Task requirements
Take the line with "Please spot the building" and every line after it in the data. Transcribe them exactly, through the last.

● ● ● ● ●

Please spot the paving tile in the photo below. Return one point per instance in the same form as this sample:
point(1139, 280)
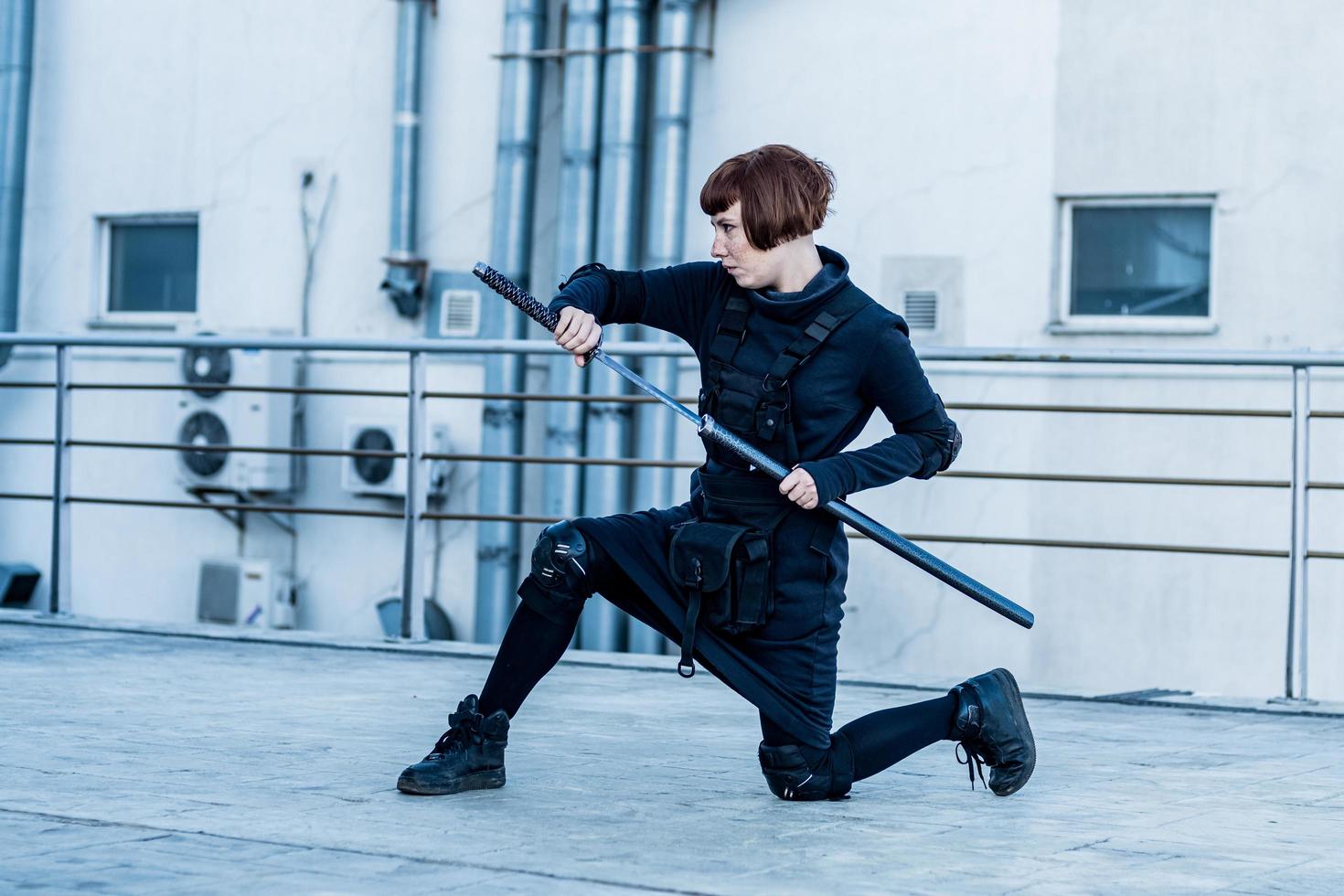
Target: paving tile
point(143, 763)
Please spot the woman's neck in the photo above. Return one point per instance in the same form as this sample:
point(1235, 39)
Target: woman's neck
point(801, 262)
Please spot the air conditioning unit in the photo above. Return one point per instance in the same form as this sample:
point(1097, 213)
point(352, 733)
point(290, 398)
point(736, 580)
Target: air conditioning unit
point(386, 475)
point(211, 418)
point(243, 592)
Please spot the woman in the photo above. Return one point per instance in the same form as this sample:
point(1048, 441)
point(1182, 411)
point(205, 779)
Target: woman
point(749, 575)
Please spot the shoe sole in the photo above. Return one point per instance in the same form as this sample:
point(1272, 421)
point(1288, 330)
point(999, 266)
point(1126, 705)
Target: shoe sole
point(1020, 719)
point(489, 779)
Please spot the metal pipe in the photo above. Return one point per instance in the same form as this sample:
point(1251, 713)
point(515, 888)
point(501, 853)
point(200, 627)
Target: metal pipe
point(582, 80)
point(620, 175)
point(546, 520)
point(1297, 543)
point(15, 89)
point(672, 349)
point(58, 600)
point(663, 464)
point(511, 246)
point(413, 567)
point(663, 246)
point(560, 53)
point(405, 280)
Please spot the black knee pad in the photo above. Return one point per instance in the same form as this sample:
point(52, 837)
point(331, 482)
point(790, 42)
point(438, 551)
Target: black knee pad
point(789, 776)
point(560, 581)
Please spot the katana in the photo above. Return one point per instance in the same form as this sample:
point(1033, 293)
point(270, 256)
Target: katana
point(707, 427)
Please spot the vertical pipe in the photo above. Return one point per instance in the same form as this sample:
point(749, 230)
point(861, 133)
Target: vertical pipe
point(575, 218)
point(405, 269)
point(1297, 549)
point(413, 566)
point(511, 249)
point(620, 182)
point(15, 88)
point(671, 125)
point(59, 597)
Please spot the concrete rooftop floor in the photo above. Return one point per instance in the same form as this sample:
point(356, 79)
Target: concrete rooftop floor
point(146, 763)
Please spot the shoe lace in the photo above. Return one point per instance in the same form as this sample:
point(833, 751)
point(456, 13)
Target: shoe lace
point(974, 762)
point(464, 727)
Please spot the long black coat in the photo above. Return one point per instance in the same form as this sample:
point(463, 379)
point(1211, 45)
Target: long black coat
point(788, 667)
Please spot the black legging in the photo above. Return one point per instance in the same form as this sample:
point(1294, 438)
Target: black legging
point(532, 645)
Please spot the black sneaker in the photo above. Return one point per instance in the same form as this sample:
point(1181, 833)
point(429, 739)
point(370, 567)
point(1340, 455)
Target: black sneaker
point(468, 756)
point(789, 776)
point(992, 729)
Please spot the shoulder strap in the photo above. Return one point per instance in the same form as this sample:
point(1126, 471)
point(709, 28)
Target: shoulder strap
point(841, 308)
point(731, 331)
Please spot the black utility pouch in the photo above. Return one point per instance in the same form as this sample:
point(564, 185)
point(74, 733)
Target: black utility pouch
point(725, 570)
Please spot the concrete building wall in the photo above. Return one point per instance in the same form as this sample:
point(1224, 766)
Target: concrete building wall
point(955, 131)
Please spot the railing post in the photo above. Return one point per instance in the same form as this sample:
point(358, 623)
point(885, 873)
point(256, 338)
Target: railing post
point(413, 570)
point(1297, 629)
point(59, 597)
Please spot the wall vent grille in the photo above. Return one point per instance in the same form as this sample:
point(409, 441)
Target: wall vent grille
point(923, 309)
point(460, 314)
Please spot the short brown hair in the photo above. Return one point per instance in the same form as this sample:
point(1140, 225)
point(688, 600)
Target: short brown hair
point(784, 192)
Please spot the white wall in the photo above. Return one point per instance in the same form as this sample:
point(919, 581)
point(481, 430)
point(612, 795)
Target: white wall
point(953, 131)
point(217, 109)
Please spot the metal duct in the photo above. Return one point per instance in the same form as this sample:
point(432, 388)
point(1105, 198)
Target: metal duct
point(575, 218)
point(620, 208)
point(671, 123)
point(511, 249)
point(16, 23)
point(405, 280)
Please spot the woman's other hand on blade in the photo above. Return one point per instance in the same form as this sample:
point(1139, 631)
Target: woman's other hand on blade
point(577, 332)
point(800, 488)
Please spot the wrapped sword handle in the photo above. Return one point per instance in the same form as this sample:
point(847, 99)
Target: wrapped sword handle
point(517, 295)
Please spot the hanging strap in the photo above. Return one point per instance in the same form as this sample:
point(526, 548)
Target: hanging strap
point(686, 666)
point(841, 308)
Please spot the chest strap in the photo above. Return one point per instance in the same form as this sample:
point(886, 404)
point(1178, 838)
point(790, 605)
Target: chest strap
point(841, 308)
point(732, 329)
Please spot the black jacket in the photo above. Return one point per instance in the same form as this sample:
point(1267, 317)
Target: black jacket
point(866, 364)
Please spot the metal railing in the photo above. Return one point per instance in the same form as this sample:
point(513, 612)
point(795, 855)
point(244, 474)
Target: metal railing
point(415, 511)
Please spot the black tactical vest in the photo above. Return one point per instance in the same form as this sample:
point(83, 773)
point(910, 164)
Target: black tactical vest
point(761, 409)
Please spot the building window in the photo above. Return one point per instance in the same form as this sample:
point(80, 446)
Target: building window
point(1137, 263)
point(151, 268)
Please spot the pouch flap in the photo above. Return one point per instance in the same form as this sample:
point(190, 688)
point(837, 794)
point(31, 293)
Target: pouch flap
point(709, 544)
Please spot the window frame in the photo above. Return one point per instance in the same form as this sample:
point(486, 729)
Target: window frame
point(102, 314)
point(1064, 321)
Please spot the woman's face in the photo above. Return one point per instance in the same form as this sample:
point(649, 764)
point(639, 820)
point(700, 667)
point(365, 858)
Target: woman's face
point(752, 268)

● ● ● ● ●

Task answer
Please spot the building window in the photo above. Return one point per instance in the same form as this sample:
point(80, 446)
Target: building window
point(1137, 263)
point(151, 268)
Please spot the pouch flap in the photo above. Return one point per instance in the same form as this sample:
point(190, 688)
point(837, 794)
point(31, 293)
Target: pouch flap
point(709, 544)
Please spot the window frame in the photo above. Return one point per instance in the same form as this sample:
point(486, 729)
Target: window frame
point(102, 314)
point(1064, 321)
Please spot the woman's face in the photo above. Return one point per instance in the same form as this sample:
point(649, 764)
point(639, 820)
point(700, 667)
point(365, 858)
Target: woman's face
point(752, 268)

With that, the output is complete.